** start of LISTED RECORDS **

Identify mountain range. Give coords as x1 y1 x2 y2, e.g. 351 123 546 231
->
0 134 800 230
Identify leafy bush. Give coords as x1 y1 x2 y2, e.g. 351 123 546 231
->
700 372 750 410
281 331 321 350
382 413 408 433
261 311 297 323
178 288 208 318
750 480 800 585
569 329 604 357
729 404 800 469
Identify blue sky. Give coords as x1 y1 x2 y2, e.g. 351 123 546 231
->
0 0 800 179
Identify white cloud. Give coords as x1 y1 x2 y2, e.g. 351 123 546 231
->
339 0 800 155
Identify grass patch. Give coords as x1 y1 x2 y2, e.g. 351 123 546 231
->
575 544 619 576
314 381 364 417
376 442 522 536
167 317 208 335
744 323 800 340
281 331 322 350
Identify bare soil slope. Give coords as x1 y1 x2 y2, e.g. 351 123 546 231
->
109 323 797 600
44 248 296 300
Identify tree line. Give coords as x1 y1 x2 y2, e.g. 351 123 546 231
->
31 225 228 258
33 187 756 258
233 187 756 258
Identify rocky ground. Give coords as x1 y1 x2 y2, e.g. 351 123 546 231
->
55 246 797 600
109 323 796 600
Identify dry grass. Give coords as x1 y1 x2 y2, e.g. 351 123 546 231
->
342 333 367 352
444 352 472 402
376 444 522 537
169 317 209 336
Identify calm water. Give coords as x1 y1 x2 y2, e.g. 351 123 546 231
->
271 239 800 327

** end of LISTED RECORDS **
** start of LISTED RECORDS **

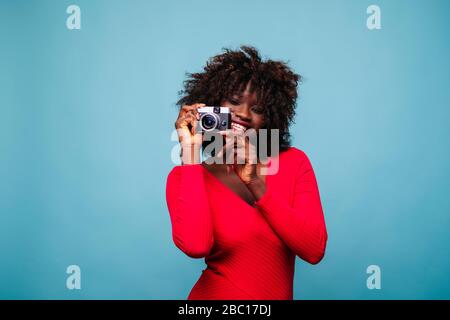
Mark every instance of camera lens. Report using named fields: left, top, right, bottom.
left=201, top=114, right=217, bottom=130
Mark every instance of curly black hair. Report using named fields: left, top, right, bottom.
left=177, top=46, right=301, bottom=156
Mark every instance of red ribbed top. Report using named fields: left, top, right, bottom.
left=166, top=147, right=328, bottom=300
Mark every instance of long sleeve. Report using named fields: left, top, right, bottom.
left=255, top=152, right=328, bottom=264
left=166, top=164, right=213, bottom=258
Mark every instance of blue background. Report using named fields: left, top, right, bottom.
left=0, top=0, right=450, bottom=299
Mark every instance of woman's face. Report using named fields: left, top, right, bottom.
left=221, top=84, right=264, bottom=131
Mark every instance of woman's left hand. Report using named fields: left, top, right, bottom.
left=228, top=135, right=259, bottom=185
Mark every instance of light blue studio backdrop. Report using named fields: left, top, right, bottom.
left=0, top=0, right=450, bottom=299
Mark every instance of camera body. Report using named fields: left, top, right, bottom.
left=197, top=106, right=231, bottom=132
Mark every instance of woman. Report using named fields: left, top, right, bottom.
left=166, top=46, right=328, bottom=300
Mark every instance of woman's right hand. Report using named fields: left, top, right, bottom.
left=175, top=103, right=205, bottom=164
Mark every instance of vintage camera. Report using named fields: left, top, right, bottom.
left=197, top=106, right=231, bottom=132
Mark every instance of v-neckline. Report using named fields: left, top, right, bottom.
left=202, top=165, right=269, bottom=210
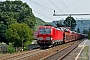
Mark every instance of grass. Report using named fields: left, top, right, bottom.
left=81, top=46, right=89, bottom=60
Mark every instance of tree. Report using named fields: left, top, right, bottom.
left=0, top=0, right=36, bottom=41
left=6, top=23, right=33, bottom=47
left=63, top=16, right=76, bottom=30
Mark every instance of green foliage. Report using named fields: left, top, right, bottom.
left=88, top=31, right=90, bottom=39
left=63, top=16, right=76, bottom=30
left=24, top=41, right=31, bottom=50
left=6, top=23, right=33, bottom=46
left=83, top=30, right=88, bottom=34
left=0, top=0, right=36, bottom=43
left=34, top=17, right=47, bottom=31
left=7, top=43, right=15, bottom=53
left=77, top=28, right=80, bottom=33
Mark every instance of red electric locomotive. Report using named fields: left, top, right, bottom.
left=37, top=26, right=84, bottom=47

** end of LISTED RECORDS **

■ PROBLEM TO WORK ON ■
Find each line in the entries above that contains the word "tree", and copy those lines out in full.

■ ANSWER TO THIS EXERCISE ■
Identify tree line. Give coords as x1 y1 x2 y2, e.g. 351 123 546 231
Mark every instance of tree. Report using named fields: left, top, right, bottom.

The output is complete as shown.